*What is asked*: Rewrite the records below with each "shelter" changed to "bus stop" and all else left as is. Leave the pictures out.

*Records for the task*:
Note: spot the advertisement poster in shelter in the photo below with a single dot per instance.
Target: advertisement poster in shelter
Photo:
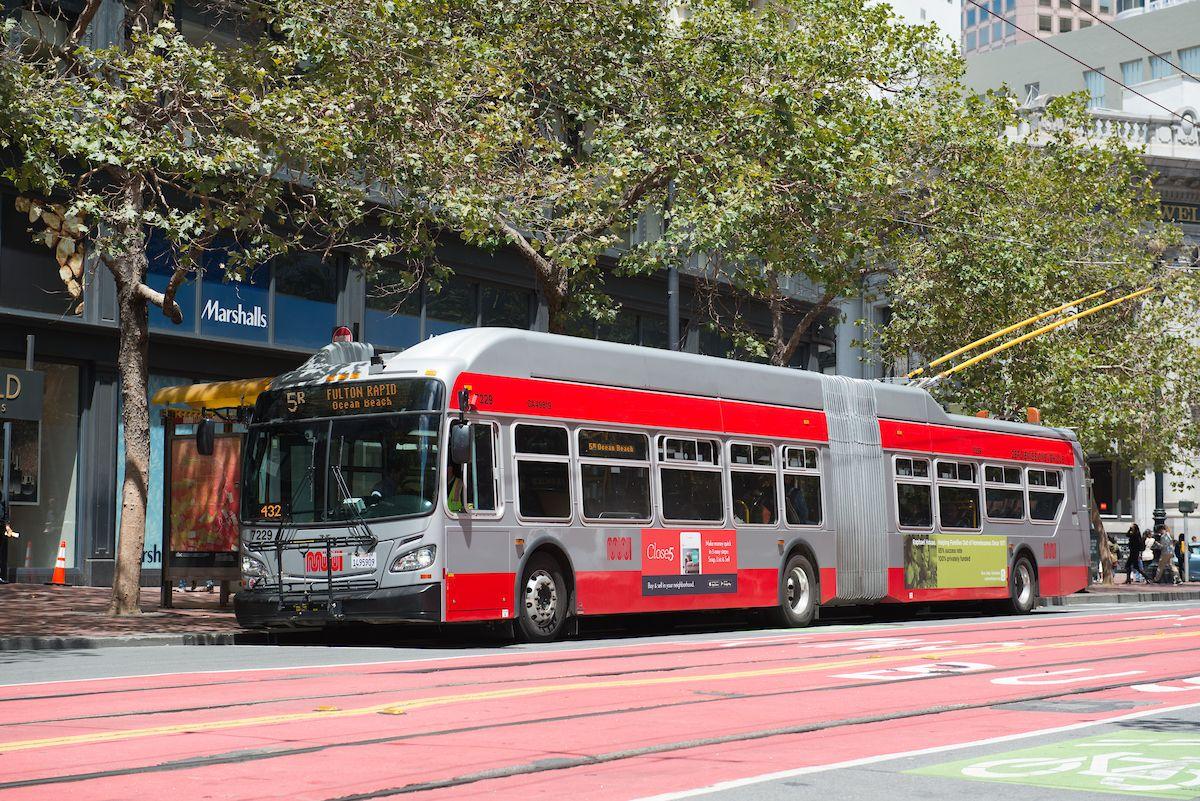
(677, 561)
(954, 560)
(204, 500)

*Solved problem*:
Note: spot the advertisement poster in bus stop in the photo below with a single dot per instance.
Target: advertisement poster in bus stop
Photo:
(677, 561)
(954, 560)
(204, 500)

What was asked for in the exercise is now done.